___ Records for the task ___

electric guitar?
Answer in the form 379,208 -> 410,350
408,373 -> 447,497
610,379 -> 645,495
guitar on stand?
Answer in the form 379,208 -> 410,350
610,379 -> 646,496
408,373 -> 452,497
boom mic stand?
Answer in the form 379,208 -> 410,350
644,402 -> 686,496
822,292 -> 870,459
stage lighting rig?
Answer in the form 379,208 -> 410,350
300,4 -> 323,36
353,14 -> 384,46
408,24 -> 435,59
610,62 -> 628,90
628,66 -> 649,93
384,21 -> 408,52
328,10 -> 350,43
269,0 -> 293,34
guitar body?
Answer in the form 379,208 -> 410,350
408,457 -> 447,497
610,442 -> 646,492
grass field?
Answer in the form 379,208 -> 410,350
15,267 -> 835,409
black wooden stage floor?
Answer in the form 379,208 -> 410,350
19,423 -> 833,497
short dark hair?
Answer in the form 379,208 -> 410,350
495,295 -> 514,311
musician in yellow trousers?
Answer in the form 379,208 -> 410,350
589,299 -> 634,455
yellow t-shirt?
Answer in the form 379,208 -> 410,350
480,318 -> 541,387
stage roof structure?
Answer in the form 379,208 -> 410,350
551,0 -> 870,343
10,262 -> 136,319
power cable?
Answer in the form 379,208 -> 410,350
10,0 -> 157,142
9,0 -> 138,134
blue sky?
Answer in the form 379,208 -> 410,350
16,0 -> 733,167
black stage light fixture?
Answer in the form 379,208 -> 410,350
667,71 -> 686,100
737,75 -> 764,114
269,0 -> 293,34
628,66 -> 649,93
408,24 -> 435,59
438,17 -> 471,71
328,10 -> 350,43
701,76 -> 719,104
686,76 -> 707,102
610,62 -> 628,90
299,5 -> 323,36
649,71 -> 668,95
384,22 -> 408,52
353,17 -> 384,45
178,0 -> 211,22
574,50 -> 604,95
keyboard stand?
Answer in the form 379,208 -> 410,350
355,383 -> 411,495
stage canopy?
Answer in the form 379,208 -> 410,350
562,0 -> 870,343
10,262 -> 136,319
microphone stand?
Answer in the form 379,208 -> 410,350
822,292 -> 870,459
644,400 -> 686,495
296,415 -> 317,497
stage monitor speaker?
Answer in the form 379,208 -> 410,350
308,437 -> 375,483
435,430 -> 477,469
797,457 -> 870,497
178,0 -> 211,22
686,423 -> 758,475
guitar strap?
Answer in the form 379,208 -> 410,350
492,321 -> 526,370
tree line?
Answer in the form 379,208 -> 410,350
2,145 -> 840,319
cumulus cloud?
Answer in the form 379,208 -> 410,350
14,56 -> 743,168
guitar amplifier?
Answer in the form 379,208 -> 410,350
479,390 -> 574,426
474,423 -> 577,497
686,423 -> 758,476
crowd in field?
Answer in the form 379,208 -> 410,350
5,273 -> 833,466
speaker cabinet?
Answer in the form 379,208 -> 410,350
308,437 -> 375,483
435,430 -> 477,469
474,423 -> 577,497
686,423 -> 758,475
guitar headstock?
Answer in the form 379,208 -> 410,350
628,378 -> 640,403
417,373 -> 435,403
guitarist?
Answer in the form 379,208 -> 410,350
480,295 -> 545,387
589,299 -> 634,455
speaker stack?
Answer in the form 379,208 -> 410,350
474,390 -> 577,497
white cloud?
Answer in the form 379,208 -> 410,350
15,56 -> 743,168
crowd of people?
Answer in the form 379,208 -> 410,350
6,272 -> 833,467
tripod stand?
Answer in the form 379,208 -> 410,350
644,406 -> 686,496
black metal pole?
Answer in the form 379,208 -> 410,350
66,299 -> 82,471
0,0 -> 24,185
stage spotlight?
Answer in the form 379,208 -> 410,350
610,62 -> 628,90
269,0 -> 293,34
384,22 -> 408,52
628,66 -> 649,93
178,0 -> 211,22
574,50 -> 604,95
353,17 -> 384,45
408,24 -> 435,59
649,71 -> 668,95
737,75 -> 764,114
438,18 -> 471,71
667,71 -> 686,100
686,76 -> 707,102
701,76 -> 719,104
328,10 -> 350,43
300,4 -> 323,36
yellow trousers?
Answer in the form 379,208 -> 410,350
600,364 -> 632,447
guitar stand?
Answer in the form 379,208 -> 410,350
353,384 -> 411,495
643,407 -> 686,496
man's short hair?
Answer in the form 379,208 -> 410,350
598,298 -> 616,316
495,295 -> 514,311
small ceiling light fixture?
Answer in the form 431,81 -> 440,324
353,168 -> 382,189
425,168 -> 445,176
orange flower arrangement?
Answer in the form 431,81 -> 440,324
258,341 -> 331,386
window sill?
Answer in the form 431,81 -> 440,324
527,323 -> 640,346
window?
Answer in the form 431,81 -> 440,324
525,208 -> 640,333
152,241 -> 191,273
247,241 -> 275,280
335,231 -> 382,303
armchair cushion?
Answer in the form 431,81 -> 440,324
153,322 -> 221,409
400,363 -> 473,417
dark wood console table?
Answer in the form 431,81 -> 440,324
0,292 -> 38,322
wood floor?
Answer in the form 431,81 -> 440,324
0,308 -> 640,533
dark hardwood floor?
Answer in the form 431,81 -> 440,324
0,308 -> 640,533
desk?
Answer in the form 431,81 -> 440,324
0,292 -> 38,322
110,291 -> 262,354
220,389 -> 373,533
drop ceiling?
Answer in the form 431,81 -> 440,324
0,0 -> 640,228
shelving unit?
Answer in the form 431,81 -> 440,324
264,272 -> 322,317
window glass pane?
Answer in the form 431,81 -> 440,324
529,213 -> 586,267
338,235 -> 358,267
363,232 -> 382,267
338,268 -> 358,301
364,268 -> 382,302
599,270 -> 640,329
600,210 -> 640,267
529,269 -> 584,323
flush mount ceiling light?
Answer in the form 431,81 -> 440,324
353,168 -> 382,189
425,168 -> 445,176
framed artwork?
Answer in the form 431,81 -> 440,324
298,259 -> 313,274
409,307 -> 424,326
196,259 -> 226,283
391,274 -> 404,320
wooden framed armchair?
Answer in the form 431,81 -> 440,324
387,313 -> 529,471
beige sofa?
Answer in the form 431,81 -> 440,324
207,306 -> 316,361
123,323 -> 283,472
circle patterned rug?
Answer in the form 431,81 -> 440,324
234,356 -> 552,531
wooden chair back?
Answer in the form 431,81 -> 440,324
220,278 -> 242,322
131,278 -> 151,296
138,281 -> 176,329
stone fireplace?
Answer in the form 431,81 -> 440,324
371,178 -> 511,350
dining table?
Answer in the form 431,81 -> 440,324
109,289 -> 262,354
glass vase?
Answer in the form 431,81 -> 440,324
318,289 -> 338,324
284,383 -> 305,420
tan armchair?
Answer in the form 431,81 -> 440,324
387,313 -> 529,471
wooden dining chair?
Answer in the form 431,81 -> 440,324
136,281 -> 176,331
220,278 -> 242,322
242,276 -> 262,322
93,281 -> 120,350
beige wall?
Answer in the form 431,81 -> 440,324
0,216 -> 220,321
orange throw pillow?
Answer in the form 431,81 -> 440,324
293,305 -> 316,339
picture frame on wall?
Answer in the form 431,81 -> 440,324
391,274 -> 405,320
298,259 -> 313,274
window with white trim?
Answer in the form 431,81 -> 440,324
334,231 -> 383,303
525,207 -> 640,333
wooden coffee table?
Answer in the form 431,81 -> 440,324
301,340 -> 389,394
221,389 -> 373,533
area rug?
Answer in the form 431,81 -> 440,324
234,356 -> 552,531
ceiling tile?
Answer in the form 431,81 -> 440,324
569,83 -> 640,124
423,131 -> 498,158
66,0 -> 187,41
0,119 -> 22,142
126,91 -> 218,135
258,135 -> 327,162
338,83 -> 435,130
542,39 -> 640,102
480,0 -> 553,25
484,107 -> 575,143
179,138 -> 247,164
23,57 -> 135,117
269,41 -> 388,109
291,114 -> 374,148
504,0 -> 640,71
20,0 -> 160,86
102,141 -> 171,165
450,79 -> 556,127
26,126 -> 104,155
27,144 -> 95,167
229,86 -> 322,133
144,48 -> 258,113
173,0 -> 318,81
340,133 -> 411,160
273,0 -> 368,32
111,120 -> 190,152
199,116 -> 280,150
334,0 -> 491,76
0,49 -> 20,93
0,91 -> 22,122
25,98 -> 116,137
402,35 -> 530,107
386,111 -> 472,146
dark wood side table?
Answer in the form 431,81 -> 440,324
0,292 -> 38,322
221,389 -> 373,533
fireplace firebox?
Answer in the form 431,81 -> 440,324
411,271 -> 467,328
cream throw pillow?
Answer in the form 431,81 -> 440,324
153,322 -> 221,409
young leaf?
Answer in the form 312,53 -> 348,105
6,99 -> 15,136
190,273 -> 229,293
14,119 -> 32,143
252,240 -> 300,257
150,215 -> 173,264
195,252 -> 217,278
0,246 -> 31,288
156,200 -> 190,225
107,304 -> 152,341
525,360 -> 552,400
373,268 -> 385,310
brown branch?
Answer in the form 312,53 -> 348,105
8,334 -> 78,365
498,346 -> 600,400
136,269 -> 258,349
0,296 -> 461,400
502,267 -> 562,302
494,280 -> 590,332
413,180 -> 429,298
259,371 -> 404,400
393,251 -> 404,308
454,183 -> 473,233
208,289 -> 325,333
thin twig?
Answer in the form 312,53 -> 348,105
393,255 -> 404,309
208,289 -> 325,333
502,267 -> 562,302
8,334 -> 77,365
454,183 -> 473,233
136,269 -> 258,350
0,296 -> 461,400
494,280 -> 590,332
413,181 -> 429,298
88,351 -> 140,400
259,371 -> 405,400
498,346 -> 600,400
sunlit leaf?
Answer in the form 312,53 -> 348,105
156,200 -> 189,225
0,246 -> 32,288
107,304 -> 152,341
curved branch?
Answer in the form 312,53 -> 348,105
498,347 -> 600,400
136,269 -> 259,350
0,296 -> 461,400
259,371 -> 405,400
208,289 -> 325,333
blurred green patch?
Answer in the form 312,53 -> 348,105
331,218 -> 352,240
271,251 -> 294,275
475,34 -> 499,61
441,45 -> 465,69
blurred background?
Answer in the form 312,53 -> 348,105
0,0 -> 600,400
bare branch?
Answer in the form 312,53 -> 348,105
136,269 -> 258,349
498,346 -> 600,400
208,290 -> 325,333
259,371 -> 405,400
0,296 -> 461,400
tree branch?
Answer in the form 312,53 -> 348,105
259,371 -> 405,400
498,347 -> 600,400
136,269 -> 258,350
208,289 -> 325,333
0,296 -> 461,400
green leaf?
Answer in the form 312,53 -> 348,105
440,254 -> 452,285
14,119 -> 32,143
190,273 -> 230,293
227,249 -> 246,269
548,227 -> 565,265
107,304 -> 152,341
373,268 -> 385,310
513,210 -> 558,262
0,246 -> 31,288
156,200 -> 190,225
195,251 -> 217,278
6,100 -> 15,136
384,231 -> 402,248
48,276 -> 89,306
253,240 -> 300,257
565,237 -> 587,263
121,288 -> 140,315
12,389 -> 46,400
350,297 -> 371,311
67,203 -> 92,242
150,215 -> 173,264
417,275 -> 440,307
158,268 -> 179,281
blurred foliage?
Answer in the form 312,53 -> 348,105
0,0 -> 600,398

___

__What is expected__:
Rewrite the data as a numbered list, leaving out any blank lines. Begin at the line that contains "dining table?" and stop after the line that contains "293,305 -> 316,339".

__Response__:
1. dining table?
2. Answer in the form 431,81 -> 440,324
3. 109,289 -> 262,354
4. glass vase?
5. Answer in the form 431,81 -> 440,324
6. 318,289 -> 338,324
7. 284,383 -> 305,420
8. tan armchair?
9. Answer in the form 431,81 -> 440,324
10. 387,313 -> 529,471
11. wooden dining chair?
12. Answer in the form 431,81 -> 440,324
13. 136,281 -> 176,331
14. 220,278 -> 242,322
15. 242,276 -> 262,322
16. 93,281 -> 120,350
17. beige wall?
18. Answer in the form 431,81 -> 440,324
19. 0,216 -> 220,321
20. orange throw pillow?
21. Answer in the form 431,81 -> 440,324
22. 293,305 -> 316,339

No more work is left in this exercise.